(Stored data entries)
BEGIN
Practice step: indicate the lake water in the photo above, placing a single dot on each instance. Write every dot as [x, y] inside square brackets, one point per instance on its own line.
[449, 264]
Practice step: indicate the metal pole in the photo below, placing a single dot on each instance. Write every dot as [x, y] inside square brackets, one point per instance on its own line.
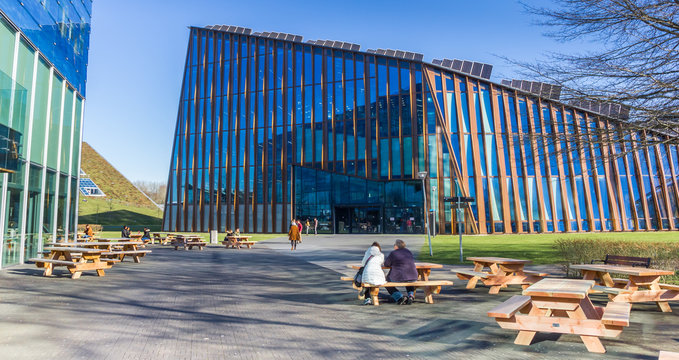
[426, 216]
[459, 227]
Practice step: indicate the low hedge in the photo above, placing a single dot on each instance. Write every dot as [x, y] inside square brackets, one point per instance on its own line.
[664, 255]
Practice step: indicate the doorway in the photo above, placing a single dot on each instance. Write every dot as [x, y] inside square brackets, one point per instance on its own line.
[358, 220]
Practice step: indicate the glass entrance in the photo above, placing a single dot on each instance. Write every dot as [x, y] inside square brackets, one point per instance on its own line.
[358, 220]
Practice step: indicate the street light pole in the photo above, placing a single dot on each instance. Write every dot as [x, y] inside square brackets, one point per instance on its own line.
[423, 175]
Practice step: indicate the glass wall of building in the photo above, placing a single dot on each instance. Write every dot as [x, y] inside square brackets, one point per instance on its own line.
[41, 106]
[270, 128]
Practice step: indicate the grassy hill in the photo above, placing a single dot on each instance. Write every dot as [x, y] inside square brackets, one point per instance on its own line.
[123, 204]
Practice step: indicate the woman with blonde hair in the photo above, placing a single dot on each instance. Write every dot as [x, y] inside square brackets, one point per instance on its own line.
[293, 235]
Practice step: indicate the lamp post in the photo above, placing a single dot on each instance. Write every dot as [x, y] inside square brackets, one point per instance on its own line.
[423, 175]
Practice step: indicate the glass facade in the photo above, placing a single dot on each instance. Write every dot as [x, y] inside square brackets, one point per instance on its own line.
[42, 80]
[271, 129]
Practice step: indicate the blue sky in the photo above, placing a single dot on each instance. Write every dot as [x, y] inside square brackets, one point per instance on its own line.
[138, 48]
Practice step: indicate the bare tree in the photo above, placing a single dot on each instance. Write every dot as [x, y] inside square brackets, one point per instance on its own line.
[635, 69]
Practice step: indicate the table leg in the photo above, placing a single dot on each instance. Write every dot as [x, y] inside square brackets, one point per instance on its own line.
[478, 267]
[662, 305]
[606, 279]
[48, 269]
[525, 337]
[593, 344]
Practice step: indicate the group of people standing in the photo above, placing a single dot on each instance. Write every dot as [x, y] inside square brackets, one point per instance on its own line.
[296, 228]
[402, 269]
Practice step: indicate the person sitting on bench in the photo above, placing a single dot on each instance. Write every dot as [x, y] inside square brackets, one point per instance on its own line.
[402, 264]
[372, 269]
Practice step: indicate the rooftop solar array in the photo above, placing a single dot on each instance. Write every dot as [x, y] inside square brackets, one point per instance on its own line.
[279, 36]
[407, 55]
[465, 66]
[336, 44]
[609, 109]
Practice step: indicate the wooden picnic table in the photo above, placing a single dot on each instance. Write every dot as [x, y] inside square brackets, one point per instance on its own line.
[113, 249]
[89, 259]
[643, 284]
[235, 241]
[188, 242]
[561, 306]
[501, 272]
[423, 269]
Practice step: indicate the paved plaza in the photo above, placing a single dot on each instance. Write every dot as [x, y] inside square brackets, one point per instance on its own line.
[271, 303]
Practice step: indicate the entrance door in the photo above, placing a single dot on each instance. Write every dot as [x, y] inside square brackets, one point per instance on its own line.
[358, 220]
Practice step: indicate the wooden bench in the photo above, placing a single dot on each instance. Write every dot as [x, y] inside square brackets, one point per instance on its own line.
[199, 244]
[510, 307]
[431, 287]
[609, 290]
[119, 255]
[466, 274]
[616, 314]
[237, 244]
[624, 260]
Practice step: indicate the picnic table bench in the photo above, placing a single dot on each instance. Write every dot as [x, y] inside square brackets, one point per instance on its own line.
[430, 287]
[114, 251]
[236, 241]
[561, 306]
[643, 284]
[188, 242]
[501, 272]
[423, 269]
[87, 259]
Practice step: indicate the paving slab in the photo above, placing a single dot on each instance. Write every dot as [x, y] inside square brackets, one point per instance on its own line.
[271, 303]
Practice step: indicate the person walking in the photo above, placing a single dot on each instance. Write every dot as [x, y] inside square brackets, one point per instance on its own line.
[402, 264]
[126, 232]
[372, 269]
[293, 235]
[88, 231]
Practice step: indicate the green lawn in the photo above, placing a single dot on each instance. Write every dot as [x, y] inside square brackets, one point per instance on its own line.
[536, 247]
[103, 212]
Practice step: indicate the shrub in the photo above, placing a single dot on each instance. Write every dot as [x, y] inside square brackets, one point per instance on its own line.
[664, 255]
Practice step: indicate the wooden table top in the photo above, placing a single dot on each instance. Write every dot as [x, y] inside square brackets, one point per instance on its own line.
[417, 265]
[74, 249]
[498, 260]
[560, 288]
[95, 243]
[625, 270]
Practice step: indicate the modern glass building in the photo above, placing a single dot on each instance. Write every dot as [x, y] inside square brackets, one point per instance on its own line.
[270, 127]
[43, 67]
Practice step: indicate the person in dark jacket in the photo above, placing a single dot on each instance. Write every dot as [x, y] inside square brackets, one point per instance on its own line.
[125, 233]
[402, 264]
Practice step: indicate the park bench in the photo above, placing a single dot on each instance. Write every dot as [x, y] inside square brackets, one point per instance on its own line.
[623, 261]
[668, 355]
[431, 287]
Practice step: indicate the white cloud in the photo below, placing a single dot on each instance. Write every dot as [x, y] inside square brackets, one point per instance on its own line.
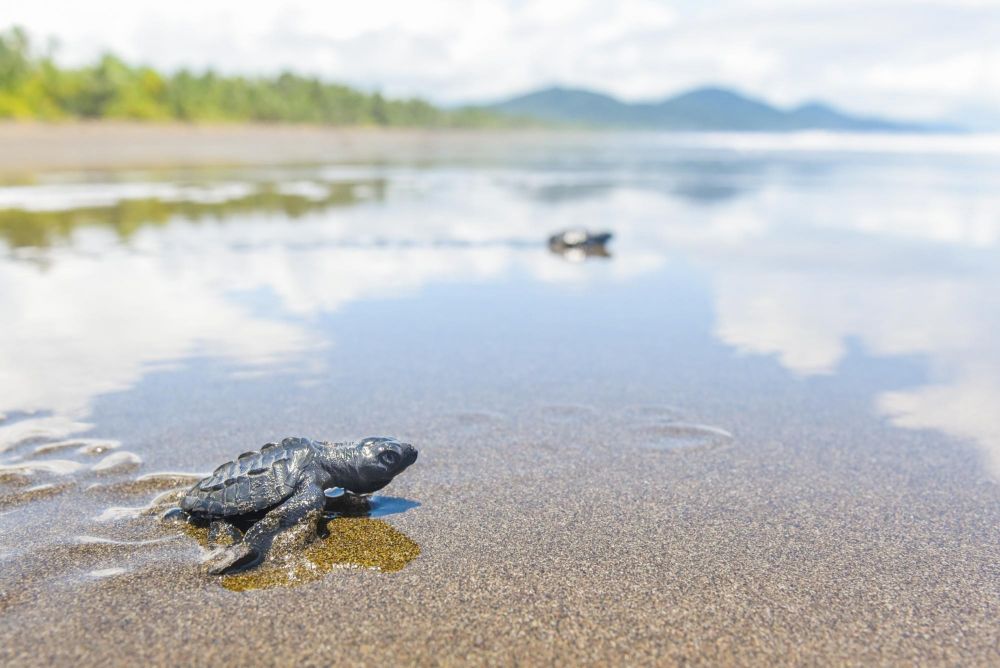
[887, 56]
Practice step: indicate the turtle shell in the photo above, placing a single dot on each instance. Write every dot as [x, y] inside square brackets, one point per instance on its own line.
[254, 481]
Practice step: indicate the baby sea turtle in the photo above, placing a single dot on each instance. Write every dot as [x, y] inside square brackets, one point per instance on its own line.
[282, 484]
[581, 242]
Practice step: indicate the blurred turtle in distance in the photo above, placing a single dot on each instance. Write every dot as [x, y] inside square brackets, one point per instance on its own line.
[579, 244]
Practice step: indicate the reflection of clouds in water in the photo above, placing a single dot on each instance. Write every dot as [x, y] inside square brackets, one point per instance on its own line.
[889, 289]
[95, 317]
[801, 261]
[806, 318]
[87, 325]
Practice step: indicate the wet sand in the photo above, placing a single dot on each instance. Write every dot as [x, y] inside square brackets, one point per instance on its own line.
[546, 539]
[603, 477]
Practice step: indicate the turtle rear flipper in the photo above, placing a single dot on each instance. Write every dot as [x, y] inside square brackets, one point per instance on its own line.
[308, 498]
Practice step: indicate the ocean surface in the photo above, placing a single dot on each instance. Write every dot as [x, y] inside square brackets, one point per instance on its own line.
[809, 326]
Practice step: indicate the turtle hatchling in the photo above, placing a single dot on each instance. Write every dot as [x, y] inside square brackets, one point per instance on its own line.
[267, 491]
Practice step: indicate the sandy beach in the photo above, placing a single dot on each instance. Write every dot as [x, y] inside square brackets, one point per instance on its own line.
[664, 457]
[28, 147]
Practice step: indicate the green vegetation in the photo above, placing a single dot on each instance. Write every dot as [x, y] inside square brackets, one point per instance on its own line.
[34, 86]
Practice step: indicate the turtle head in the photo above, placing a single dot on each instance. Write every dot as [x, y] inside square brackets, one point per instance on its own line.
[374, 462]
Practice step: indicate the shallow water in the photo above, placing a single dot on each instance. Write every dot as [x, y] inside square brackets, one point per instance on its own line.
[798, 333]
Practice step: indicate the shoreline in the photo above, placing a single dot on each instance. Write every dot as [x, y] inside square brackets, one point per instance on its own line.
[30, 147]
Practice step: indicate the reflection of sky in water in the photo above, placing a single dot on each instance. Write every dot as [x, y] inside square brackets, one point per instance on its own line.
[799, 256]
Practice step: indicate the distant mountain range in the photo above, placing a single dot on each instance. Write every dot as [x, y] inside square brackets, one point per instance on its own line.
[705, 109]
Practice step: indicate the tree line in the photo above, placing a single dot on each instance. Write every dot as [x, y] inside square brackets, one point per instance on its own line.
[34, 86]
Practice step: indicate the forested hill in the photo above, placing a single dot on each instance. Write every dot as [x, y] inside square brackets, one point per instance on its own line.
[34, 86]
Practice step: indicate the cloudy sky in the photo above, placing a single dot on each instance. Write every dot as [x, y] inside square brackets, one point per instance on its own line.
[907, 58]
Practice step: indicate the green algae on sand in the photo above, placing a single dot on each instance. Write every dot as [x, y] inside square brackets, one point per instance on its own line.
[357, 542]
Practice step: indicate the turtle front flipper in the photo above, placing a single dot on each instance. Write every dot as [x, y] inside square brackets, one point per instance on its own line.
[307, 498]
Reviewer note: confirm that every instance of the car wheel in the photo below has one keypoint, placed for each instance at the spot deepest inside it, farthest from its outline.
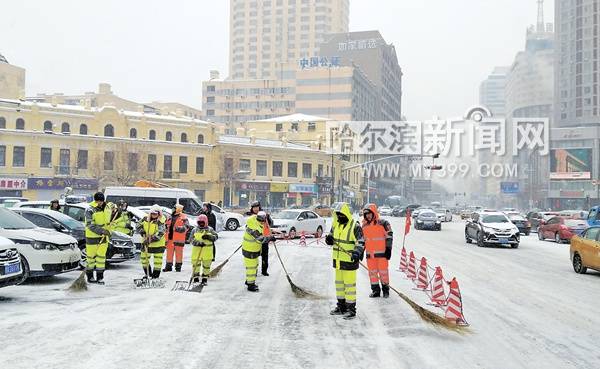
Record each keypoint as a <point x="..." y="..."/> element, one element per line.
<point x="232" y="224"/>
<point x="25" y="268"/>
<point x="292" y="233"/>
<point x="557" y="238"/>
<point x="578" y="265"/>
<point x="480" y="242"/>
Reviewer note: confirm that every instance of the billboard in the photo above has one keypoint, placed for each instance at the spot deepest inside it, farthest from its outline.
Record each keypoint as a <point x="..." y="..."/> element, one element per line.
<point x="571" y="163"/>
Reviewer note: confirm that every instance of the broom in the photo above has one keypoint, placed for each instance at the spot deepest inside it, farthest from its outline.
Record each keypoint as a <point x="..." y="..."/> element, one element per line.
<point x="298" y="291"/>
<point x="80" y="284"/>
<point x="426" y="315"/>
<point x="215" y="272"/>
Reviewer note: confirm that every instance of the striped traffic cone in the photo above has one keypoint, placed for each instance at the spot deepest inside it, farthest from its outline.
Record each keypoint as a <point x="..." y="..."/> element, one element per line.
<point x="423" y="275"/>
<point x="438" y="294"/>
<point x="403" y="261"/>
<point x="454" y="311"/>
<point x="411" y="271"/>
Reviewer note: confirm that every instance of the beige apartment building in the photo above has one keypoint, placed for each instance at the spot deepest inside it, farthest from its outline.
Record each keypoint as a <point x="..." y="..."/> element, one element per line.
<point x="266" y="33"/>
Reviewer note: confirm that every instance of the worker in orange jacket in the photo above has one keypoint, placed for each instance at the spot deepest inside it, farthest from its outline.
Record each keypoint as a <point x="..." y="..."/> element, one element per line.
<point x="378" y="236"/>
<point x="177" y="228"/>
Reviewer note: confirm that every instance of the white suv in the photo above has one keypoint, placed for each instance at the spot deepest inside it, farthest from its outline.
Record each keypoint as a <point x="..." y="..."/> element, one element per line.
<point x="10" y="263"/>
<point x="44" y="252"/>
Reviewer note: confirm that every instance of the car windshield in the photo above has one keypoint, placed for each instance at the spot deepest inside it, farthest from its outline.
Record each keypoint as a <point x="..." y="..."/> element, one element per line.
<point x="10" y="220"/>
<point x="496" y="218"/>
<point x="285" y="215"/>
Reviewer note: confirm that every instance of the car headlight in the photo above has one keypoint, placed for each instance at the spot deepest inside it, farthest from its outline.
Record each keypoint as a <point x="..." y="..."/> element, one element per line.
<point x="39" y="245"/>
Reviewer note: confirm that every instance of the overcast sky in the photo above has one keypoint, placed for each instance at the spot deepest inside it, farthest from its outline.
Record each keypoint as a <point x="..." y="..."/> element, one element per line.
<point x="162" y="50"/>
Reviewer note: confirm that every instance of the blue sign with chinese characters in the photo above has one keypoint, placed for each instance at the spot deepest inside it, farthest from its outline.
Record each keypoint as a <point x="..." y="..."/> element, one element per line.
<point x="51" y="183"/>
<point x="509" y="187"/>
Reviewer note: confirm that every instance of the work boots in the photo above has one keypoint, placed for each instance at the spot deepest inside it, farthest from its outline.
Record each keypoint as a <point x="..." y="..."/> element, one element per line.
<point x="376" y="291"/>
<point x="100" y="276"/>
<point x="90" y="276"/>
<point x="351" y="313"/>
<point x="386" y="291"/>
<point x="340" y="309"/>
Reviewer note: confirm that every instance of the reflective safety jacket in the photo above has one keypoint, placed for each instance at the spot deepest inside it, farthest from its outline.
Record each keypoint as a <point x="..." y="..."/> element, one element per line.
<point x="154" y="230"/>
<point x="97" y="220"/>
<point x="347" y="239"/>
<point x="177" y="229"/>
<point x="253" y="236"/>
<point x="377" y="233"/>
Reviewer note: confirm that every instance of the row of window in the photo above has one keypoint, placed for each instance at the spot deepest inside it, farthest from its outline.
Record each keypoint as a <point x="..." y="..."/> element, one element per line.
<point x="132" y="160"/>
<point x="109" y="130"/>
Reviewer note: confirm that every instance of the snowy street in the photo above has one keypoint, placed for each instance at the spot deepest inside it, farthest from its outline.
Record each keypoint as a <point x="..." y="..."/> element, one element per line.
<point x="526" y="307"/>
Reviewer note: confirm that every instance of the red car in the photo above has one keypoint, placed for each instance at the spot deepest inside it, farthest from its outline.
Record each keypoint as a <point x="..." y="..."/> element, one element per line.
<point x="561" y="228"/>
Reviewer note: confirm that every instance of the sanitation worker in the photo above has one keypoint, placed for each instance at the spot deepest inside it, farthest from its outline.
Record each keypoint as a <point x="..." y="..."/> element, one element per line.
<point x="255" y="207"/>
<point x="346" y="237"/>
<point x="97" y="236"/>
<point x="252" y="243"/>
<point x="152" y="229"/>
<point x="203" y="249"/>
<point x="122" y="219"/>
<point x="378" y="237"/>
<point x="177" y="228"/>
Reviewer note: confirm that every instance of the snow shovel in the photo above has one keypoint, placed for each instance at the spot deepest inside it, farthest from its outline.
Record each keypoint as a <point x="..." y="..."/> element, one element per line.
<point x="188" y="285"/>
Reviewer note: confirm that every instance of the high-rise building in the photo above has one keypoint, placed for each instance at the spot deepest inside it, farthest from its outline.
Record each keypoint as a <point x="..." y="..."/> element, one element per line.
<point x="378" y="61"/>
<point x="266" y="33"/>
<point x="576" y="95"/>
<point x="491" y="91"/>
END
What is needed =>
Which lines of the data contain the string "worker"? Copy each of them.

Expected answer =>
Reviewer note: confirm that every instance of the worker in orange jacket in the photo above has one keypoint, placed for each instance at the spot deepest inside it, farthest from its outline.
Reviewer note: confirm that every instance of the sanitation worker in the photo above has one keypoint, placed for each instance at the spot deepest inside it, farthest from its outline.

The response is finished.